Excerpts from a dataset:
********

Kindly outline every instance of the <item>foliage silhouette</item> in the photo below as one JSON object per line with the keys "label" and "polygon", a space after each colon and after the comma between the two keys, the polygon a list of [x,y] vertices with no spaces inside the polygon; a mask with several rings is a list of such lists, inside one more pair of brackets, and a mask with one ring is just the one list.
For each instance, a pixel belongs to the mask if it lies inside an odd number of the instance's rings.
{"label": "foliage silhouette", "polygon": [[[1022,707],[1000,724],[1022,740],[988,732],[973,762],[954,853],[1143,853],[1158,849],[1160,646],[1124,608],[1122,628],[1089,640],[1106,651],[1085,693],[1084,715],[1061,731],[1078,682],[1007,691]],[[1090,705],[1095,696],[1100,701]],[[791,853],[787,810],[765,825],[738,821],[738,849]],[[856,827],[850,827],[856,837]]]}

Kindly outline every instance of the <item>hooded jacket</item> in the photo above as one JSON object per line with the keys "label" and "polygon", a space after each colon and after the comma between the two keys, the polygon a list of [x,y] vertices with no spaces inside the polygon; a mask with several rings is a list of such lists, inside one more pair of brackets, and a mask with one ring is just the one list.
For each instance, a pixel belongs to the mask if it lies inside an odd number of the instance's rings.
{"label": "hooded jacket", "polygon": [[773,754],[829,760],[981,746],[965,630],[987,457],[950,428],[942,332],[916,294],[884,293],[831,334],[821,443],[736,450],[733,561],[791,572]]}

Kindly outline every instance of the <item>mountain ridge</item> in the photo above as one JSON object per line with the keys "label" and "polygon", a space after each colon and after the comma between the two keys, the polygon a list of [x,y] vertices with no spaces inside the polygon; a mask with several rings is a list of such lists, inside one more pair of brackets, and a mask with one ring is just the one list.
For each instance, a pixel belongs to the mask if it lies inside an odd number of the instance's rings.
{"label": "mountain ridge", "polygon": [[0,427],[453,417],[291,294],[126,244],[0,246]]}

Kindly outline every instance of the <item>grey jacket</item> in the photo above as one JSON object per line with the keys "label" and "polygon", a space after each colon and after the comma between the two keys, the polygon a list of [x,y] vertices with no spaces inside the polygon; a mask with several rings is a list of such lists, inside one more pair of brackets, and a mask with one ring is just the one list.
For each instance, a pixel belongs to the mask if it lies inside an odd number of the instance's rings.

********

Work order:
The records above must be repeated exactly, every one of them.

The completed task:
Kindly outline every instance of the <item>foliage silhouette</item> in the photo below as one JSON object per line with the keys "label" and "polygon", a space after each colon and after the comma between the two keys, the polygon a list of [x,y] vertices with no spaces inside the polygon; a mask with several rings is a list of such lists, inside one more pair of brackets, and a mask with one ring is just the one list.
For each instance, a pixel belongs to the mask if it lies inside an odd number of the instance's rings.
{"label": "foliage silhouette", "polygon": [[[1022,707],[1000,724],[1022,740],[988,732],[973,762],[954,853],[1143,853],[1158,849],[1160,646],[1124,608],[1122,628],[1089,640],[1106,651],[1085,693],[1084,715],[1061,731],[1078,682],[1007,691]],[[1090,705],[1095,696],[1100,701]],[[791,853],[787,810],[765,825],[738,821],[738,849]],[[856,827],[850,827],[856,837]]]}

Kindly outline every instance of the <item>hooded jacket</item> in the photo above as one JSON object per line with the keys "label" and "polygon", a space after each colon and after the comma between the two keys, the polygon a list of [x,y] vertices with no spaces inside the polygon; a mask with several rings is a list of such lists, inside one more pair of brackets, and a mask with one ring is just the one list.
For each instance, a pixel belongs to the mask if it lies inside an odd number of the instance's rings.
{"label": "hooded jacket", "polygon": [[773,754],[829,760],[981,746],[965,630],[987,457],[950,428],[942,332],[916,294],[884,293],[831,334],[821,443],[736,450],[733,561],[791,572]]}

Kindly outline every instance of the <item>mountain ridge</item> in the photo above as one JSON object per line with the keys "label" and "polygon", a space after each colon and after the comma between the two keys, the polygon a list of [x,y] vertices with no spaces inside the polygon; a mask with several rings is a list of such lists, inside one more pair of brackets, and a mask with one ring is just the one list.
For each instance, a pixel belongs to the mask if it lies inside an odd number of the instance's rings.
{"label": "mountain ridge", "polygon": [[0,427],[453,417],[291,294],[126,244],[0,246]]}

Kindly outline every instance of the <item>grey jacket</item> in the photo above as one JSON object per line with the keys "label" and "polygon", a space after each colon and after the comma between the two keys, the polygon a list of [x,y] vertices with no spaces inside the polygon; a mask with several rings is a list of such lists, inside one more pair of brackets, and a mask with one ring is just the one list.
For each instance, a pixel belongs to the mask if it lies inside an odd number of the instance's rings.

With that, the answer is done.